The Chaucer Review: An Indexed Bibliography (Vols. 1-30)
Return to the Subject ListPearcy, Roy J. "Chaucer's Franklin and the Literary Vavasour." 8 (1973): 33-59.
In medieval society, vavasours as a class exist between the aristocracy and the serfs. From this position, a vavasour can offer advice to the more ambitious and hospitality to knights, particularly since the vavasour, as a landholder, is stationary as compared to knights who travel a great deal. The Franklin has many of the stock qualities of the vavasour. Romances typically draw knights and vavasours into conflict in order to explore their different lifestyles and devotion to different ideals through "debate." As the feudal system declined, however, disorder occurred in class relationships. As Gautier le Leu's Le Sot Chevalier shows, however, the relationship between knight and vavasour can collapse. The lay and fabliau may use the meeting between knight and vavasour as the context for the whole work as in Le Vair Palefroi and Le Chevalier a la Robe Vermeille. The fabliau vavasour is stubbornly practical, and thus becomes the object of satire as part of an attempt to restore social order. The Squire and the Franklin seem to show the separation between knight and vavasour. The Franklin chooses to tell a lay in order to confirm his position as part of the Squire's class, but the Franklin is unable to escape his practical, rational approach to life. The final result is that the Franklin seems to look nostalgically at the passing chivalric world.
+++
▶ [Your instructions]
Answer these questions about the entry on Chaucer's Franklin:
1. In which volume and year did the article appear?
2. Between which two classes do vavasours exist in medieval society?
3. What kind of tale does the Franklin choose to tell?

▶ [Entries supplied]
+++
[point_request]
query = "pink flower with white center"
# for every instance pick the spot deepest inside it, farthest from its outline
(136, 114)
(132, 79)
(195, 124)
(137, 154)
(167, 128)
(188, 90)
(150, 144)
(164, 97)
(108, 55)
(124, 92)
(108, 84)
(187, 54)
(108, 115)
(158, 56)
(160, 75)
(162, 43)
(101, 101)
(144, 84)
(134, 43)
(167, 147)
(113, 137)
+++
▶ [Exercise solution]
1. Volume 8, 1973.
2. The aristocracy and the serfs.
3. A lay.